La demande: Veuillez exprimer les enregistrements ci-dessous en un CSV à deux colonnes, « texte » et « reponse », avec une ligne par enregistrement. Mettez chaque valeur entre guillemets dans un seul champ, en remplaçant les sauts de ligne par des espaces.

(Enregistrements)
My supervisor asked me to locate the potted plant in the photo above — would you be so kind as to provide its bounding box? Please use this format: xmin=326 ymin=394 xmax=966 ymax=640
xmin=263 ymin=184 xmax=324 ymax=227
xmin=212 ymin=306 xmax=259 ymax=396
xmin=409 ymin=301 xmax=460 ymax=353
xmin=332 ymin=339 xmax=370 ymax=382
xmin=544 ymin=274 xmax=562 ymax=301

Réponse à l'exercice:
texte,reponse
"My supervisor asked me to locate the potted plant in the photo above — would you be so kind as to provide its bounding box? Please use this format: xmin=326 ymin=394 xmax=966 ymax=640","xmin=263 ymin=184 xmax=324 ymax=227 xmin=212 ymin=306 xmax=259 ymax=396 xmin=409 ymin=301 xmax=460 ymax=353 xmin=332 ymin=339 xmax=370 ymax=382 xmin=544 ymin=274 xmax=562 ymax=301"